**TASK TO COMPLETE:**
Locate every line in the data below that contains the word "lantern", and copy each of those lines out. Treat uppercase and lowercase as different.

**RECORD LIST:**
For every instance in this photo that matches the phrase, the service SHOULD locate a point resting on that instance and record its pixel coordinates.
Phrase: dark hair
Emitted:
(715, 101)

---

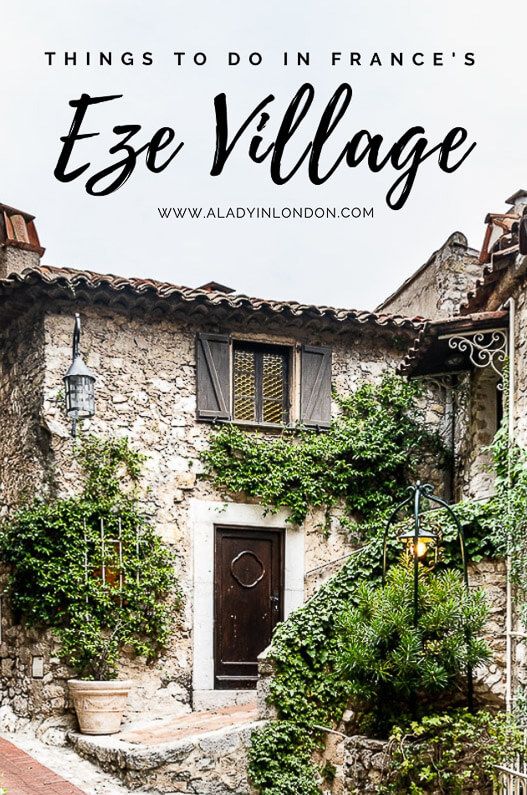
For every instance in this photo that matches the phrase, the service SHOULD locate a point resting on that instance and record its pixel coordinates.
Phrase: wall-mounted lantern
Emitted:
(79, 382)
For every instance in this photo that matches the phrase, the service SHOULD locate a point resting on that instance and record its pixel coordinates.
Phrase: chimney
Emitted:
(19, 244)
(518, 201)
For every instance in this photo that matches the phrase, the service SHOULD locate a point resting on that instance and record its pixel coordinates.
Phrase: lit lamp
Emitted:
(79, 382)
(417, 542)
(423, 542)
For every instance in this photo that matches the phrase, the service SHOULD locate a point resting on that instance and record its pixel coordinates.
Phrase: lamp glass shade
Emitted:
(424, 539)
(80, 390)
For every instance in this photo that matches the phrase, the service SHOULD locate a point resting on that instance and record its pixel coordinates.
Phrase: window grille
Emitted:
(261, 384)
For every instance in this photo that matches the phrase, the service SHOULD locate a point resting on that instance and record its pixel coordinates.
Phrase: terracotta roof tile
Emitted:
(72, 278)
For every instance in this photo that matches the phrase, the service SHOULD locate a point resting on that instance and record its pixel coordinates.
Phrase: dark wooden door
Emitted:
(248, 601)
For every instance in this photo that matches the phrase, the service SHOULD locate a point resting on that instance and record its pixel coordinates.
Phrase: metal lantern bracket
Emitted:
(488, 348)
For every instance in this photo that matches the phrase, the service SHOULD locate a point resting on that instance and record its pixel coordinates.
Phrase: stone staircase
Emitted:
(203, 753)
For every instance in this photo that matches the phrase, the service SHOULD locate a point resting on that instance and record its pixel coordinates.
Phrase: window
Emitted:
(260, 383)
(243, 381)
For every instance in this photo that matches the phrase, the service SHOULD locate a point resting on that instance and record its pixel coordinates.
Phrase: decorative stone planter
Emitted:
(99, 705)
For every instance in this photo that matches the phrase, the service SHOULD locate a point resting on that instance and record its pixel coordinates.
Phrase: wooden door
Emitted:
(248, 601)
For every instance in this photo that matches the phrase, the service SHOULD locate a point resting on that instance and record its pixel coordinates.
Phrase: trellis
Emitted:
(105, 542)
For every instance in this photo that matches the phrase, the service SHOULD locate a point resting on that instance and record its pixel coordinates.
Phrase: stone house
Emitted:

...

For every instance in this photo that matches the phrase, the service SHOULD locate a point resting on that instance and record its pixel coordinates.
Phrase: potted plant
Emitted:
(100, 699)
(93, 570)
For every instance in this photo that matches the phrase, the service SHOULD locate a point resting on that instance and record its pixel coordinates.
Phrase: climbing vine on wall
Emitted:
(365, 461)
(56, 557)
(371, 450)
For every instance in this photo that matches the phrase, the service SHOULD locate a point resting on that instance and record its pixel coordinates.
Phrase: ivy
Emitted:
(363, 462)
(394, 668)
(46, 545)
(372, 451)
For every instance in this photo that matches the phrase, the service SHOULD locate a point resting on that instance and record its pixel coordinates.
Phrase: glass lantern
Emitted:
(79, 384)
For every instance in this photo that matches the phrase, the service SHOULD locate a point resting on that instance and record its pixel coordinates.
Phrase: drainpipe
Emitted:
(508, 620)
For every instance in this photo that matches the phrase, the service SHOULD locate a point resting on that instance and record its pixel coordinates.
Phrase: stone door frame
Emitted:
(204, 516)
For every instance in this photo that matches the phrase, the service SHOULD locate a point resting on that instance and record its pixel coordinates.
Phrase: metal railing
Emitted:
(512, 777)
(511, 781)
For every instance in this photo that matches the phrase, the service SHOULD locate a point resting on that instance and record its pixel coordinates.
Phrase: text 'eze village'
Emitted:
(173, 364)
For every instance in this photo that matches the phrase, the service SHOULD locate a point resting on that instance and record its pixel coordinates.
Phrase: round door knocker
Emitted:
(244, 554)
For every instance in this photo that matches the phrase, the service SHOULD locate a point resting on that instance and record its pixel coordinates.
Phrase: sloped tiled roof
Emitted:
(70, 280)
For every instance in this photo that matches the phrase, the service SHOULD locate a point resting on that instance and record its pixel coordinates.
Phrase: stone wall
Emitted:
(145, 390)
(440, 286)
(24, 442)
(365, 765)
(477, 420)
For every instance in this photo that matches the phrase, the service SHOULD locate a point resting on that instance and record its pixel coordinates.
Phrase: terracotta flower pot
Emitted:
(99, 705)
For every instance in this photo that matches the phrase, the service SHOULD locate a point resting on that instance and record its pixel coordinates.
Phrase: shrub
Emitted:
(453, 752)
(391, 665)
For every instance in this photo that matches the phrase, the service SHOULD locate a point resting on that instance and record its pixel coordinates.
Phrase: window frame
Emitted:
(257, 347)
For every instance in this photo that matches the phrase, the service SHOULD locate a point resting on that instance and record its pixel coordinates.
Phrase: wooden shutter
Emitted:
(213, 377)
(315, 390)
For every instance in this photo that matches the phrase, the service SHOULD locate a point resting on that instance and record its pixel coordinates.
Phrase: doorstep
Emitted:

**WRITTEN REPLY:**
Phrase: wall-mounted lantern
Phrase: metal lantern bracket
Phrase: glass lantern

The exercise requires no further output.